[Image point annotation entries]
>>>

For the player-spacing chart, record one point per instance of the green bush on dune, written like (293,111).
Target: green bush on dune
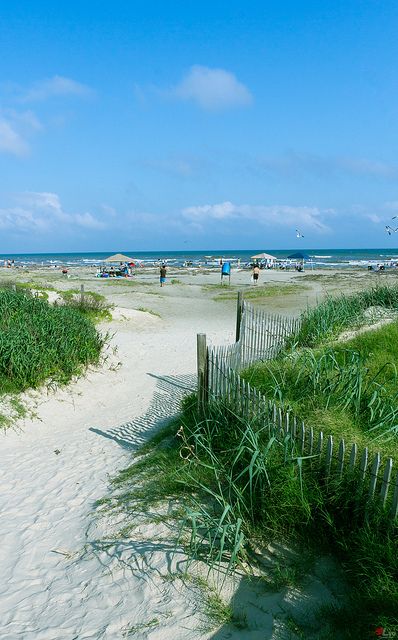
(237,484)
(39,342)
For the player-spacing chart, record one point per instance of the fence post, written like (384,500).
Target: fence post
(201,350)
(239,311)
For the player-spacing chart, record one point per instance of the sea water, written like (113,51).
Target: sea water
(328,258)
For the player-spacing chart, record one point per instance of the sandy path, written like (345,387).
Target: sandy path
(46,590)
(58,582)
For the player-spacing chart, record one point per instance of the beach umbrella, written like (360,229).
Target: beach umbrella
(263,256)
(119,257)
(298,255)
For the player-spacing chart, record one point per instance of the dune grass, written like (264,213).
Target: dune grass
(232,486)
(349,389)
(328,319)
(40,343)
(235,484)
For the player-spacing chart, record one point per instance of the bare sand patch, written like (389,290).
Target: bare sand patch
(63,574)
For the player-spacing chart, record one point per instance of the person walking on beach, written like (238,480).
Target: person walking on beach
(163,271)
(256,273)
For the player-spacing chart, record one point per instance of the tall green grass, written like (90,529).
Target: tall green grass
(234,485)
(41,343)
(329,318)
(349,389)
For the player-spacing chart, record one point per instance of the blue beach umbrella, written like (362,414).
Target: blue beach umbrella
(298,255)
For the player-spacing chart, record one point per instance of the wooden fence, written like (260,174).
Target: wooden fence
(261,337)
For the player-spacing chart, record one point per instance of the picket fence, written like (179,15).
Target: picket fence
(260,337)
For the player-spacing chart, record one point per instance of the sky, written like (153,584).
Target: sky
(165,125)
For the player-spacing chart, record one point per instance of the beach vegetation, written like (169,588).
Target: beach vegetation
(40,343)
(235,484)
(329,318)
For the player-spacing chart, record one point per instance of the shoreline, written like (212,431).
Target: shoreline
(64,576)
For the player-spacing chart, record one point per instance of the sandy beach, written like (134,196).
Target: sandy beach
(59,581)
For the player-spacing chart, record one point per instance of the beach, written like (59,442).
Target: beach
(64,575)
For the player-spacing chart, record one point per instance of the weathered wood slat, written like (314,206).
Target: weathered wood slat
(261,337)
(329,454)
(374,472)
(340,458)
(385,483)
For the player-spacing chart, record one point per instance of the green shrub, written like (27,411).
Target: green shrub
(39,342)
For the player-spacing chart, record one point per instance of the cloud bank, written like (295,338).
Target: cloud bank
(42,212)
(212,89)
(273,215)
(55,87)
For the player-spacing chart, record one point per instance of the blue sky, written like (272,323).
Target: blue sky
(197,125)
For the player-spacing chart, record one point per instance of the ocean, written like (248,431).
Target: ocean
(319,258)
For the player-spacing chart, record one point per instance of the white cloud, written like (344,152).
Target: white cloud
(274,215)
(213,89)
(53,87)
(297,163)
(42,211)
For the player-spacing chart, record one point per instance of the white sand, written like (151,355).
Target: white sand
(57,583)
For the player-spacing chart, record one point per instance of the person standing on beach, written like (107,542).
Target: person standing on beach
(256,273)
(163,275)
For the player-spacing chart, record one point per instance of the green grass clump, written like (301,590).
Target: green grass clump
(349,389)
(41,343)
(329,318)
(233,485)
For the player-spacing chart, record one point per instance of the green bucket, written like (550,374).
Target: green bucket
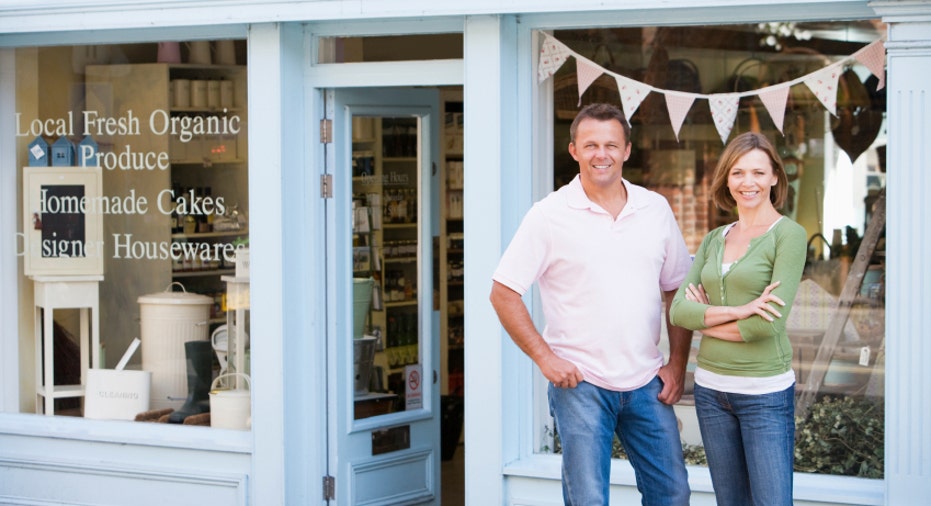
(362,300)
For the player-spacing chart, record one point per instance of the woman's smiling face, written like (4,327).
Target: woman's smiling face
(751,179)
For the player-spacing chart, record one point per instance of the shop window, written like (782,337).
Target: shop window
(444,46)
(132,164)
(836,166)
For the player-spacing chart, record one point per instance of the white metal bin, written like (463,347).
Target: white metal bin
(170,319)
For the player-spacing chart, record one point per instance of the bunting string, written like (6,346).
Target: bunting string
(823,83)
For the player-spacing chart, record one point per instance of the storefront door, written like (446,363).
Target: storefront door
(384,423)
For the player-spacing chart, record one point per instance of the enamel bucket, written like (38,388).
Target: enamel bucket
(168,320)
(231,409)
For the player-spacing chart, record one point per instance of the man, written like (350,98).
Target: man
(605,253)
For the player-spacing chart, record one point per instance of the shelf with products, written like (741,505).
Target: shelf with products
(192,138)
(385,194)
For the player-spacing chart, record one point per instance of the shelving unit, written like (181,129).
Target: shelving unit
(451,263)
(385,238)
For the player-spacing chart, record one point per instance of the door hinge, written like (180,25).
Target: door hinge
(326,131)
(329,488)
(326,186)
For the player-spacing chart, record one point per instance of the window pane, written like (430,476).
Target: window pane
(133,160)
(442,46)
(836,168)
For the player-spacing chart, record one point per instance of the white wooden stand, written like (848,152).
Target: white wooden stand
(64,292)
(237,303)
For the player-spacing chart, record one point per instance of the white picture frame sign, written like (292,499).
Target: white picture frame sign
(62,227)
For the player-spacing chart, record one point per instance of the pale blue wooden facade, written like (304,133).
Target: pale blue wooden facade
(281,461)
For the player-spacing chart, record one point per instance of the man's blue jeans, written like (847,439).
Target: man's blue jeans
(587,418)
(750,443)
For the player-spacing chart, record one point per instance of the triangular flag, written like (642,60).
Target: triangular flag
(678,105)
(823,84)
(552,55)
(586,73)
(775,98)
(632,94)
(873,57)
(724,112)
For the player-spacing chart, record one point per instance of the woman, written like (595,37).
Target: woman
(738,293)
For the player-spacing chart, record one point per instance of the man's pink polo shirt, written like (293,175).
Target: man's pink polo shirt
(601,279)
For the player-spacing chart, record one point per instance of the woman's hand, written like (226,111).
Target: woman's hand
(761,305)
(696,294)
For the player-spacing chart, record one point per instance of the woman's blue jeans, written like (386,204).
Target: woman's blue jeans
(749,441)
(587,418)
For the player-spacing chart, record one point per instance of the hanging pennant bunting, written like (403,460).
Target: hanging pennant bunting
(823,83)
(552,55)
(586,73)
(724,112)
(632,94)
(873,57)
(678,105)
(775,98)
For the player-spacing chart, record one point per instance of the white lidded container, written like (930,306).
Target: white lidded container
(168,320)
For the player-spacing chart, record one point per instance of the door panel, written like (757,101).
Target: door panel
(385,425)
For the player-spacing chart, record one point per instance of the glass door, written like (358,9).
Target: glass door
(387,409)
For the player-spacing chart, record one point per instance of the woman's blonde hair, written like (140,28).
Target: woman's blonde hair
(741,145)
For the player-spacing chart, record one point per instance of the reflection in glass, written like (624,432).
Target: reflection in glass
(836,168)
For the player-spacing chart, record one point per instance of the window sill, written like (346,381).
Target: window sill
(125,432)
(812,488)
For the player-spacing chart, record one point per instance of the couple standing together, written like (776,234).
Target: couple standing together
(607,255)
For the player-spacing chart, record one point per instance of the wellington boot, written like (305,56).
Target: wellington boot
(199,371)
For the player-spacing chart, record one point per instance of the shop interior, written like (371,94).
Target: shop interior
(837,163)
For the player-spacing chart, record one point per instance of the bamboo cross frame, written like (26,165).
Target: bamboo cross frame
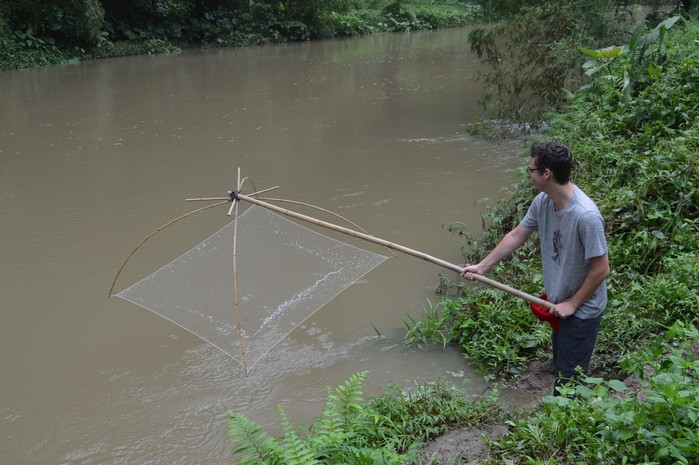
(235,195)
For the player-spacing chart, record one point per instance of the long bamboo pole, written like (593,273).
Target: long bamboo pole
(391,245)
(235,204)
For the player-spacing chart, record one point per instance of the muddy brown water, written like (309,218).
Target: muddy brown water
(95,156)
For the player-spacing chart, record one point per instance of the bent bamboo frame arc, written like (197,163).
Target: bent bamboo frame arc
(415,253)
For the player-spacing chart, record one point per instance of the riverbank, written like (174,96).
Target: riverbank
(637,154)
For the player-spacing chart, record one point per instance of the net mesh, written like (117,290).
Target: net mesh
(285,273)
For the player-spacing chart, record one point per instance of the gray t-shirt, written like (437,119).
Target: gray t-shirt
(569,239)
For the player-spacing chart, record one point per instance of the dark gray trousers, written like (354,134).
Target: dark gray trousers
(572,347)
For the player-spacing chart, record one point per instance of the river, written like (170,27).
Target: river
(95,156)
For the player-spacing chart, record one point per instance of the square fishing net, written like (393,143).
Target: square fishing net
(285,273)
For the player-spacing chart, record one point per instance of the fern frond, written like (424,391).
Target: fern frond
(296,450)
(251,445)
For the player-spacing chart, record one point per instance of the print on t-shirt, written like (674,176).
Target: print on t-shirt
(557,245)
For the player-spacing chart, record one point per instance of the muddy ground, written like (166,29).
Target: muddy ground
(466,445)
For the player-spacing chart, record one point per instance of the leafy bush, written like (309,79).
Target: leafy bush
(605,423)
(354,430)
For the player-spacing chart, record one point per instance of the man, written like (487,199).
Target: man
(574,256)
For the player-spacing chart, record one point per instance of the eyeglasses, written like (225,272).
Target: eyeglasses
(530,170)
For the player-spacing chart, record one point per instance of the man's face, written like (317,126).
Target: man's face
(535,174)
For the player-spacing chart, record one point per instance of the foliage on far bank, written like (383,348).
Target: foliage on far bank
(531,51)
(67,31)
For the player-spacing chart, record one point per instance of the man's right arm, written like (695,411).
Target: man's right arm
(508,244)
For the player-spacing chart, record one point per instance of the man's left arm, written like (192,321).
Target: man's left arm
(599,270)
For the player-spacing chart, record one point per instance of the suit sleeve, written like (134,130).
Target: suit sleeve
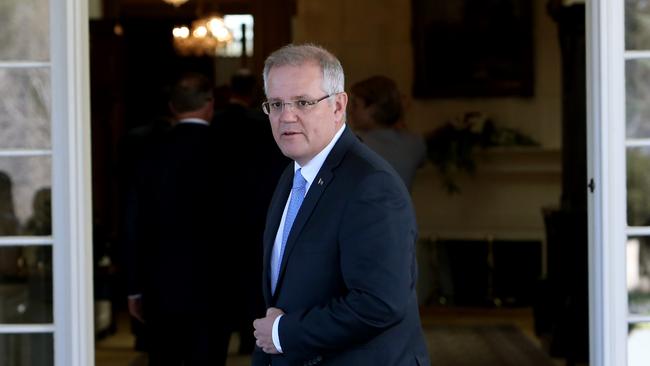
(376,243)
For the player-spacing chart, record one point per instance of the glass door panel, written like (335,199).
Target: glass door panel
(637,145)
(26,285)
(26,349)
(25,29)
(25,108)
(26,278)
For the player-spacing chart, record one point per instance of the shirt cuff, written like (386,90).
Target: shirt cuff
(275,335)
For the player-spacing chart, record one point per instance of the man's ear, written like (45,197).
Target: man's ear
(340,104)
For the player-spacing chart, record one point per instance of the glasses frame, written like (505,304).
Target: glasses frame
(300,105)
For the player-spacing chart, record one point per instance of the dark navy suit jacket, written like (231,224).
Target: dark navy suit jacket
(348,273)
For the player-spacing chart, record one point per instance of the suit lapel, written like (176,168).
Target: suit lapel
(276,209)
(318,186)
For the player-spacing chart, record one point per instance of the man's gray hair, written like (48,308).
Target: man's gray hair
(298,55)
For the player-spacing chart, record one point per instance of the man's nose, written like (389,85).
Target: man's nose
(288,112)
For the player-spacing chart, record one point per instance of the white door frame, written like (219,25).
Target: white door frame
(606,166)
(71,187)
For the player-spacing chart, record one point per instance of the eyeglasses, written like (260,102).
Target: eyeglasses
(301,105)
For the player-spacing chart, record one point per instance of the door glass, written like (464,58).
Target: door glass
(25,108)
(638,186)
(25,196)
(638,275)
(637,74)
(638,339)
(25,284)
(24,26)
(26,349)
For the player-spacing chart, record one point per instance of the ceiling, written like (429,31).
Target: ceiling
(160,9)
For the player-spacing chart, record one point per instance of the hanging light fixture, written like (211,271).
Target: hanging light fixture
(176,3)
(207,36)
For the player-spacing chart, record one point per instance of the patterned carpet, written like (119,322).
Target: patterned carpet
(483,346)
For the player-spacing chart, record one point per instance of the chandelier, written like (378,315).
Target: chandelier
(206,38)
(176,3)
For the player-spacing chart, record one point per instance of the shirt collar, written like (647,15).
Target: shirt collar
(310,170)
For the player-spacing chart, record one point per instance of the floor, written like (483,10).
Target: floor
(117,349)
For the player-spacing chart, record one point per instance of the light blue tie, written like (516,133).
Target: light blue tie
(297,195)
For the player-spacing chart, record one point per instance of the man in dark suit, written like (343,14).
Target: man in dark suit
(176,262)
(339,246)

<<<

Directive:
Return the lines from the line containing "written like (211,271)." to the end of the entries above, exactly as they appear and with no other output.

Full solution:
For the player-spacing chart, record one point per instance of the hanging light fixture, written like (211,271).
Target: hanging light fixture
(176,3)
(207,36)
For the player-spacing chart, record one point per instance of the patterned carpet, written like (119,322).
Target: patterned carpet
(483,346)
For the player-spacing chart, record one point per instance of the chandelier, written like (378,315).
Target: chandelier
(206,38)
(176,3)
For the player-spacing chart, record one point per instance of the shirt collar, written like (647,15).
Target: shirt collar
(310,170)
For the player-spacing chart, record one point per instance of the floor, written like (483,10).
Target: floor
(117,349)
For the player-spacing chart, record one point per instance of the light blue tie, written like (516,133).
Target: light blue tie
(297,195)
For the player-spacing chart, record one point per instance of the man in dark suit, written like (343,14).
Target: man in dark suit
(176,262)
(339,246)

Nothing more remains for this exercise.